DOCUMENT PASSAGE below:

With your indulgence, Mr Hancock, I shall start with an explanation. When I originally requested this debate, I was a lowly Back Bencher. Subsequently, I was appointed Parliamentary Private Secretary to the Minister of State, Department for Communities and Local Government, my right hon. Friend the Member for Tunbridge Wells (Greg Clark). I checked with the Backbench Business Committee whether that was a problem, and it said no. However, the Government have chosen a Minister from my Department to respond to the debate, so there is a technical issue. I am grateful to the hon. Member for Birmingham, Erdington (Jack Dromey) and to my Secretary of State, who have both agreed that, because the subject is wholly apolitical, there is no issue with me initiating the debate. I wanted to put that on the record from the start.

As all hon. Members will know, the holocaust was the systematic state-sponsored murder on an industrial scale of approximately 6 million of Europe’s pre-war Jewish population of 9 million by the Nazi regime and its collaborators. One million of those murdered were children. Of course, there were many other victims of the Nazi regime. In addition to those killed on the battlefield or by the bombing of civilian areas, millions of prisoners of war and civilians were brought to Germany to act as slave labour, and Romani were also killed.

There has been a great deal of historical debate about whether the holocaust is unique. Genocides have occurred before and, regrettably, they have occurred since. However, it seems that the holocaust is unique in the sense that it involved a modern industrial state turning all the energies of its bureaucracy towards the extermination of a single group of people, and it is entirely right that we commemorate that and learn the appropriate lessons.

In opening the debate, my job is briefly to set out the facts of what happened. Nazi ideology was based on a pseudoscientific racism that saw Jews as a race that was in mortal combat with the Aryan race for world domination. However long their families had lived in Germany, as far as the Nazis were concerned, Jews were aliens who could never be part of the community. The persecution of Jewish people began as soon as Hitler came to power on 30 January 1933. That year, a series of laws were passed that excluded Jews from key areas of public life, the civil service, medicine and agriculture. In 1935, the Nuremberg laws were passed, making it illegal for a Jew to marry or have sex with an Aryan, and stripping Jews of German citizenship. Violence against Jewish people and against Jewish property escalated, with Kristallnacht on 9 and 10 November 1938 being the most infamous example.

End of DOCUMENT PASSAGE.
INPUT DATA below:

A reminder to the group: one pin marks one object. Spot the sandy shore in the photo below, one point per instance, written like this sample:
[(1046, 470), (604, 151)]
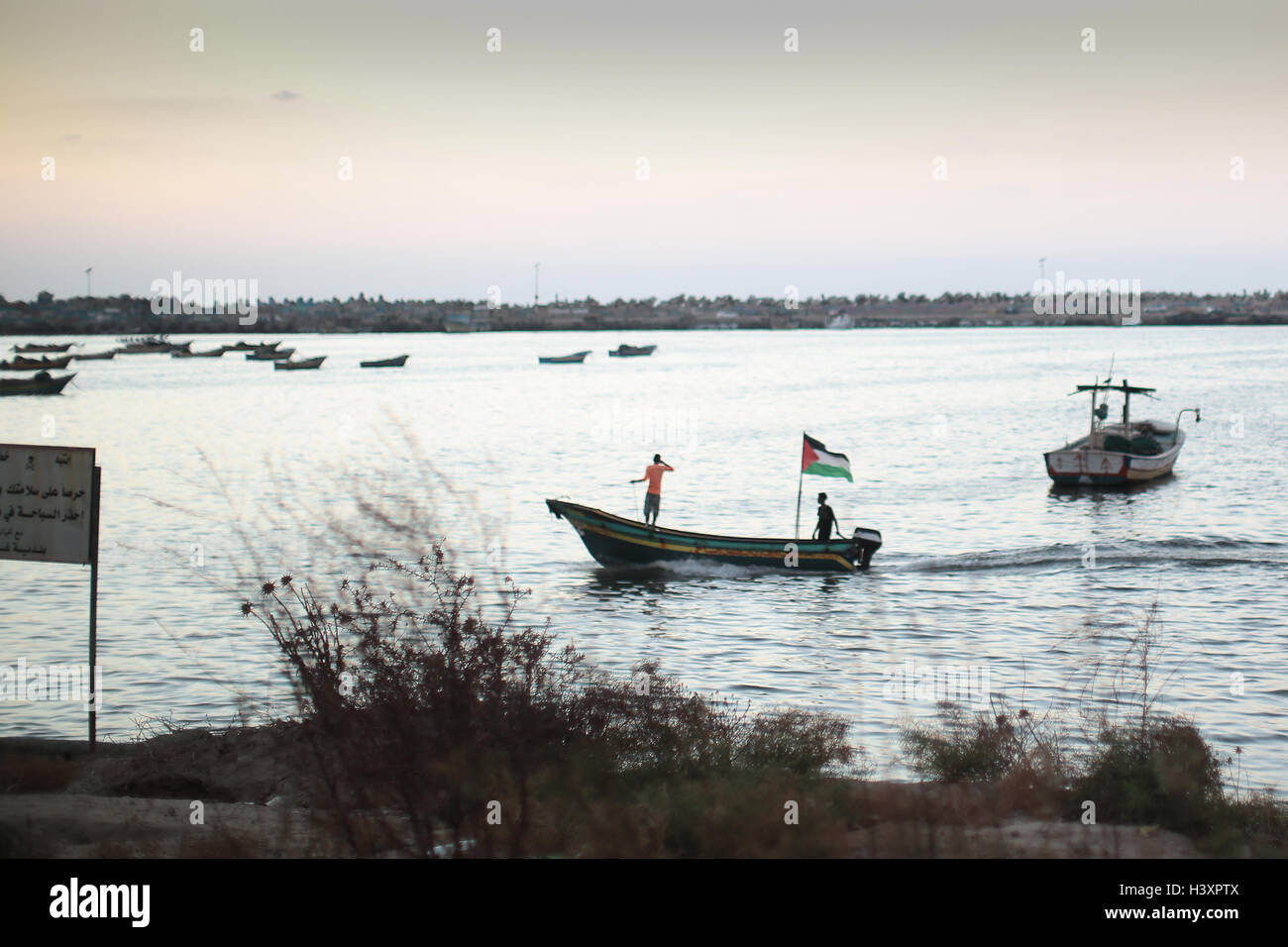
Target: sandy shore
[(198, 793)]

End of INPUT DATA.

• EXERCISE DIRECTIONS
Reproduce word for word the part of the passage on the holocaust debate from "With your indulgence, Mr" up to and including "from the start.".

• FINISHED EXERCISE
With your indulgence, Mr Hancock, I shall start with an explanation. When I originally requested this debate, I was a lowly Back Bencher. Subsequently, I was appointed Parliamentary Private Secretary to the Minister of State, Department for Communities and Local Government, my right hon. Friend the Member for Tunbridge Wells (Greg Clark). I checked with the Backbench Business Committee whether that was a problem, and it said no. However, the Government have chosen a Minister from my Department to respond to the debate, so there is a technical issue. I am grateful to the hon. Member for Birmingham, Erdington (Jack Dromey) and to my Secretary of State, who have both agreed that, because the subject is wholly apolitical, there is no issue with me initiating the debate. I wanted to put that on the record from the start.